(Natural language region descriptions)
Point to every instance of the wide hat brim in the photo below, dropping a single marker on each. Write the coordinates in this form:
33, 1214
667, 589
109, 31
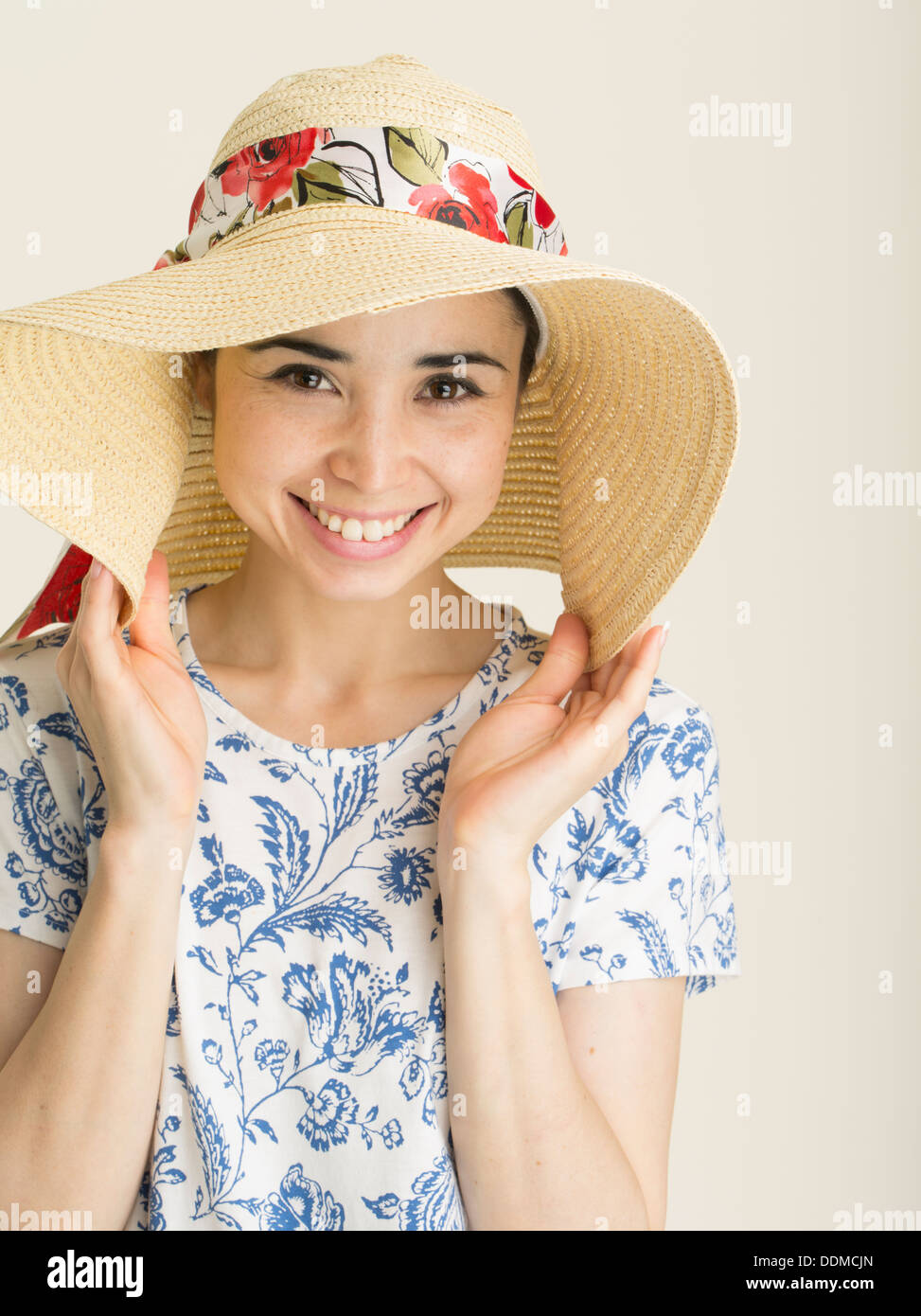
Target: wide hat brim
623, 444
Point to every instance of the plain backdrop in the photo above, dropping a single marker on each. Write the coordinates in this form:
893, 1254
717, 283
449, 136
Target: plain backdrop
796, 624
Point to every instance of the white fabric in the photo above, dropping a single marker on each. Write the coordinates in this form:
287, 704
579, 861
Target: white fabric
304, 1079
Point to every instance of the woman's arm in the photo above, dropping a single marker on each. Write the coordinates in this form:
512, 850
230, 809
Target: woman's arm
532, 1147
78, 1095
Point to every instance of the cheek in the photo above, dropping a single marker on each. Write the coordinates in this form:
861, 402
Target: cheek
474, 466
250, 445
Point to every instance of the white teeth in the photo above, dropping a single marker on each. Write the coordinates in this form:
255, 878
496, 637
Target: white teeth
354, 529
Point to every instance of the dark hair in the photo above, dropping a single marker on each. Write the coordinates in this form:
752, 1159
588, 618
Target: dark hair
522, 313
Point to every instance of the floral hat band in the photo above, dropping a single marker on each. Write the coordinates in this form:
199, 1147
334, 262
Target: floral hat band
401, 169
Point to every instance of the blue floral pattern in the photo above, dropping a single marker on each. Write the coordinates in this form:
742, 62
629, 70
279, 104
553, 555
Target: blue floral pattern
304, 1079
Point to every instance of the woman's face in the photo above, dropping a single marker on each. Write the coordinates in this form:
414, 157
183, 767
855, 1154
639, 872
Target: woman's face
371, 420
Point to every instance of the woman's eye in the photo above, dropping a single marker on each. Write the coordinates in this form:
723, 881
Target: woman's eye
290, 373
449, 382
448, 390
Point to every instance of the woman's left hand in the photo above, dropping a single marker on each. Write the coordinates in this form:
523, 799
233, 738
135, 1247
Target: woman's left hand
526, 761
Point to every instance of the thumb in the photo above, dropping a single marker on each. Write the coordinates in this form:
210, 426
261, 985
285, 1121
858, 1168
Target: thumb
562, 664
151, 628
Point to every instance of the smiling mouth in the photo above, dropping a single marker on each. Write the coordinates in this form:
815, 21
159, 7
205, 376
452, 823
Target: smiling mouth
370, 529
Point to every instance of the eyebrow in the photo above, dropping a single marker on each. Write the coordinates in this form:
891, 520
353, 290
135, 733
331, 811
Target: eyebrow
317, 349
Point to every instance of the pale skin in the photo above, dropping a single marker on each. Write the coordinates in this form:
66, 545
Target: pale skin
567, 1100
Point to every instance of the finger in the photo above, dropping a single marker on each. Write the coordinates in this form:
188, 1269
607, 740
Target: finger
151, 628
562, 665
94, 627
600, 678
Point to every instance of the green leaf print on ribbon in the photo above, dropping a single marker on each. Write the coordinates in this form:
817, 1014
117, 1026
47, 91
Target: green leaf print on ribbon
347, 172
416, 154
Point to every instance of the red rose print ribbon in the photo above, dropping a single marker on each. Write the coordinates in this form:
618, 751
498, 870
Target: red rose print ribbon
401, 169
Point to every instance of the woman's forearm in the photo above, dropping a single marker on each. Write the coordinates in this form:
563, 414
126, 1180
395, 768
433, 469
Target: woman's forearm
533, 1149
78, 1096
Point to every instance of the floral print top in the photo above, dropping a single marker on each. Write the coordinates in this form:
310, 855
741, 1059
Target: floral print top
304, 1079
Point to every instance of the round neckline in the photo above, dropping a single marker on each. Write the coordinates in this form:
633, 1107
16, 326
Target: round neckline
340, 756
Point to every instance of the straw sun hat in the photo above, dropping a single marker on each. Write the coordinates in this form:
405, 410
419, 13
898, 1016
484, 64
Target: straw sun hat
625, 432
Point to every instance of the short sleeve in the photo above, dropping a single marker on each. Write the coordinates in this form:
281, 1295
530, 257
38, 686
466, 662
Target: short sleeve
634, 880
43, 852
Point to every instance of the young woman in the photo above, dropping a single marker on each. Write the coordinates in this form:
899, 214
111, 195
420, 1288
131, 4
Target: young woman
391, 911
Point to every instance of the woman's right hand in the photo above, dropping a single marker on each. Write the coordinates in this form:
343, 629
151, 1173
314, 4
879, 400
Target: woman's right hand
137, 704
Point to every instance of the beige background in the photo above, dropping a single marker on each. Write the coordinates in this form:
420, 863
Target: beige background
799, 1083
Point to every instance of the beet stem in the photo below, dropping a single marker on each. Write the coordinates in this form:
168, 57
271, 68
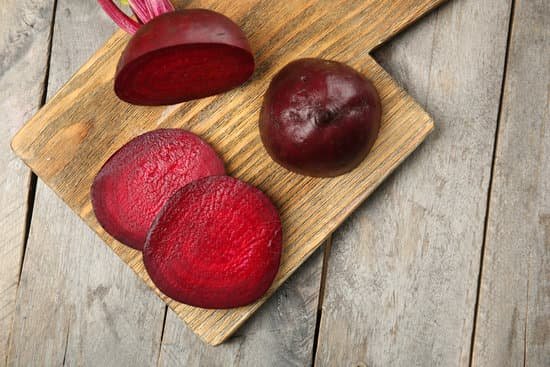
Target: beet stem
119, 17
145, 10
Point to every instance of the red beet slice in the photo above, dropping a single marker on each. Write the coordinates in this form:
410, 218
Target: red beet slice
183, 55
216, 244
131, 188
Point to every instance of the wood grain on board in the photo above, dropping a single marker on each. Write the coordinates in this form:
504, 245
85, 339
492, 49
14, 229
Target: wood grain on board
67, 142
402, 274
24, 44
77, 304
279, 335
513, 321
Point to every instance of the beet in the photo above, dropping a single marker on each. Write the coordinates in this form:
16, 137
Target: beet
183, 55
319, 117
133, 185
216, 244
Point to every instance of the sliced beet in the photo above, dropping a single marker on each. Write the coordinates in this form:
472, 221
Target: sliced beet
216, 244
183, 55
133, 185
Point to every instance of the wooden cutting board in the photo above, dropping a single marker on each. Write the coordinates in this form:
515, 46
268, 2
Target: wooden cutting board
68, 140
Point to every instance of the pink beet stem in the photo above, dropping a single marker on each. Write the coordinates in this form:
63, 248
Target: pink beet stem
145, 10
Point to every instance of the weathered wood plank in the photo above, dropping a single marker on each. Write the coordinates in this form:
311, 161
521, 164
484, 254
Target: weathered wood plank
24, 46
280, 334
402, 275
79, 304
513, 321
67, 142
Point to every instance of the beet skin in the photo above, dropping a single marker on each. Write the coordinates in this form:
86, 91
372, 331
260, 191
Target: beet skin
216, 244
319, 117
183, 55
133, 185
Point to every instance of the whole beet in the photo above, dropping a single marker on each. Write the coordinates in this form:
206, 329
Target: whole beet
319, 118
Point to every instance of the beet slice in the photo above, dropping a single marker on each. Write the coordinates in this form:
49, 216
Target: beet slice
133, 185
183, 55
216, 244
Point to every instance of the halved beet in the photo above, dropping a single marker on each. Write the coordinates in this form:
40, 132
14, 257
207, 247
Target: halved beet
133, 185
216, 244
183, 55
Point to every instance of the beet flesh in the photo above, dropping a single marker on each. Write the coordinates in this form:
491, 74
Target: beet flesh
133, 185
181, 56
319, 117
216, 244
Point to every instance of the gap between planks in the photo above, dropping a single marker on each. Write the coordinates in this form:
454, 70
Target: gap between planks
31, 195
321, 298
491, 176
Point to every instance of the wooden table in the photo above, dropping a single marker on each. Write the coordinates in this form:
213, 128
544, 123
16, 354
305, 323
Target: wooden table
447, 264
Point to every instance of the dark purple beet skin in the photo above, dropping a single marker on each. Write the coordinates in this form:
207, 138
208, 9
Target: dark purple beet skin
319, 118
183, 55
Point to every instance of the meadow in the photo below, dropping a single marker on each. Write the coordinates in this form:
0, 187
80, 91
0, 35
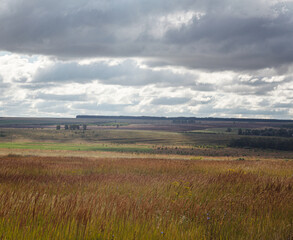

* **Exercise**
The entries above are to be retyped exactly, with each picture left out.

* **Solution below**
Point to every instance of the wide hat brim in the photo below, dropping a single marker on each. Write the coordinates in this form:
33, 1214
667, 589
109, 31
Target: wide hat brim
623, 444
Point to every instance of the plain backdrop in the photo above, dropping a single marker on each. Write the coordinates in this form:
893, 1254
717, 283
449, 136
Target: plain backdrop
796, 624
Point to every instance of the white fabric in the photo above, dropping a single marker on each. Write the coordinates in this form:
287, 704
579, 861
Target: white fabric
304, 1079
Point to every instance of the woman's arm in the photo above, dropping a single marker on each. Write the coordinates in this form:
512, 850
230, 809
Target: woman's arm
532, 1147
78, 1095
Point to every instance of the cheek in the photo above, dropping a single marker on each. Write the coordinates in this form:
861, 402
Target: cheek
474, 466
250, 445
Point to every instance of the white teeth in the photo above, dropping a single marker on each. Write the coordinates in this form:
255, 878
496, 637
Target: white teeth
354, 529
Point to every instance of the dark hair in the photo above, dropping a single marker on each. Write the coordinates in this form:
752, 1159
588, 618
Target: dark hair
522, 313
Point to every instance of the floral hat band in the photo above, dropping a single marker on each. Write the coordinates in this form:
199, 1147
334, 262
Target: floral hat band
401, 169
Point to every instance of the blue floral pattern in the photo above, dropping a single marker on each. Write the coordinates in this form:
742, 62
629, 70
279, 104
553, 555
Target: blue floral pattern
304, 1079
Point to every instance of the woman's face in the photo above, dropping a single marker on each. Write the coordinates in this form:
414, 157
183, 767
855, 1154
639, 872
Target: woman's face
371, 420
Point to every instance of the woman's eye in the photo above, dropping a single marker on each. Write the coordinates in this form:
723, 881
Target: woman's eye
290, 373
449, 382
448, 390
Point to every instance of the woman's left hand in the photo above, dropping a single marker on each. Write the coordinates in this form:
523, 799
233, 738
135, 1247
Target: woman's left hand
526, 761
Point to every instance of the thumb in the photo above, dropping a single marker on each. Write the coordinates in this form:
210, 426
261, 985
285, 1121
858, 1168
Target: thumb
562, 664
151, 628
Point to every instance of the smiling mouth in the photo above, dropping a single marker on each. Write the coordinates in this form:
815, 21
159, 7
205, 376
452, 823
Target: smiling mouth
370, 529
Point to every instance of the eyebrow in the photo above, dropping a single marker on each. Write the coordinates in this form:
891, 520
353, 290
135, 733
331, 811
Target: eyebrow
317, 349
Point to every instance of the pale skin in the photo above, dropping a single marker on each. Write the coordinates in this form:
66, 545
Target: pale skin
567, 1100
Point to every instance of the finger in the photo above, dropping a single marker on each. Write the coordinates in this form:
188, 1269
607, 740
Target: finger
151, 628
562, 665
94, 627
600, 678
Point to every instance of the green leaf print on ribbon in the photo above, dropping a single marker on each. Write the coordinates in this form:
817, 1014
117, 1026
47, 91
Target: green leaf print on ribbon
347, 172
416, 154
Point to every instance of the red rose print ribbon in the photo above, dropping a single marker on each. Write the coordinates in this form:
618, 751
498, 870
Target: red rose print ribbon
401, 169
Point to every instance of the woman's forearm in the photo above, dropping a single marker on each. Write the coordinates in this form:
563, 414
126, 1180
395, 768
433, 469
Target: woman's forearm
533, 1149
78, 1096
Point to every instance of the floral print top in the photo above, dropping a single marker on each. Write the coordinates in this form:
310, 855
741, 1059
Target: floral print top
304, 1079
Point to every instance of the round neckline in the photo above, dropping a single marker on each. Write the coordinates in this form:
633, 1107
16, 326
Target: round neckline
340, 756
Point to every instance of the straw sun hat in the photo above, dropping a single marker on each. Write the coordinates in this form:
405, 410
419, 13
898, 1016
484, 64
Target: straw sun hat
625, 432
Point to every instance of the short sleeve in the photo above, dropping a single marker on each. Write the coordinates in this form:
281, 1295
530, 257
38, 686
466, 662
Target: short sleeve
634, 880
43, 852
Point to every instance of the young woman in the photo above, dropping a single marker on each. Write the coordinates in this form:
899, 214
111, 195
420, 1288
131, 4
Target: young woman
391, 911
Point to every instance of the woman's right hand in the photo above, dropping a single marker on each. Write the coordinates in this form:
343, 629
151, 1173
314, 4
879, 400
Target: woman's right hand
137, 704
Point to every instance of the beige background in the photo above, dropping a single marker on each. Write the coordinates in this form:
420, 863
Target: beige background
799, 1083
Point to every instance of the beet stem in the photo below, dropping a single marker on each. Write the coordinates in this form:
168, 57
271, 68
Target: beet stem
119, 17
145, 10
Point to every instance of the red beet slice in the photo above, dropping a single marker on each. Write the coordinates in this form:
410, 218
Target: red beet slice
183, 55
216, 244
131, 188
Point to every instance of the wood grain on board in the photo above, dropping a single marker on each. Write the coordinates in this form:
504, 245
85, 339
492, 49
14, 229
Target: wood grain on board
67, 142
402, 274
24, 44
77, 304
279, 335
513, 321
Point to every instance of the beet in the photo above, dropping a single marker on each. Write the coordinates in this form:
16, 137
Target: beet
183, 55
319, 117
133, 185
216, 244
Point to every instance of the sliced beet in the photo above, dropping a single marker on each. Write the coordinates in this form:
472, 221
Target: sliced beet
216, 244
183, 55
133, 185
Point to every instance of the wooden cutting board in the photo above, dropping a single marker on each. Write the coordinates in this form:
515, 46
268, 2
Target: wooden cutting board
68, 140
Point to every instance of the pink beet stem in the photo above, dropping a single marker on each. Write the coordinates in this form:
63, 248
Target: pink beet stem
145, 10
Point to every instance of the weathered wood plank in the photo above, dropping a single marker on each. Write the coordinates in this form:
311, 161
521, 164
484, 254
Target: weathered wood plank
24, 46
280, 334
402, 275
79, 304
513, 321
67, 142
Point to every instance of the beet skin in the photo above, dropping a single marker on each. Write the coordinates in this form:
86, 91
372, 331
260, 191
Target: beet skin
216, 244
319, 117
183, 55
133, 185
Point to every instance of the whole beet in the photo above, dropping a single marker on each. Write the coordinates in this form:
206, 329
Target: whole beet
319, 118
Point to every instance of the beet slice in the photo above, dropping a single marker on each. Write the coordinates in this form:
49, 216
Target: beet slice
133, 185
183, 55
216, 244
Point to every instance of the halved beet in the photo above, dropping a single marker on each. Write the coordinates in this form:
40, 132
14, 257
207, 247
Target: halved beet
133, 185
216, 244
183, 55
Point to every instance of the beet flesh in the photo above, dropping a single marker on each. Write the coordinates in this form:
491, 74
Target: beet flesh
133, 185
181, 56
319, 117
216, 244
Point to every instance of the gap between planks in the photo above, dropping a single marker on each. Write the coordinates in this form:
454, 70
Target: gap between planks
31, 195
321, 298
491, 176
Point to every instance of the wooden table in the photo above, dropping a single marker on each. Write the coordinates in this form:
213, 128
544, 123
16, 354
305, 323
Target: wooden table
447, 264
Point to every instance of the dark purple beet skin in the photo above, dropping a single marker on each. Write the coordinates in this form:
207, 138
208, 9
Target: dark purple beet skin
319, 118
183, 55
Point to every instance of the meadow in the photo below, dropping a single marker on each. Write the coordinates in this form:
0, 187
80, 91
0, 35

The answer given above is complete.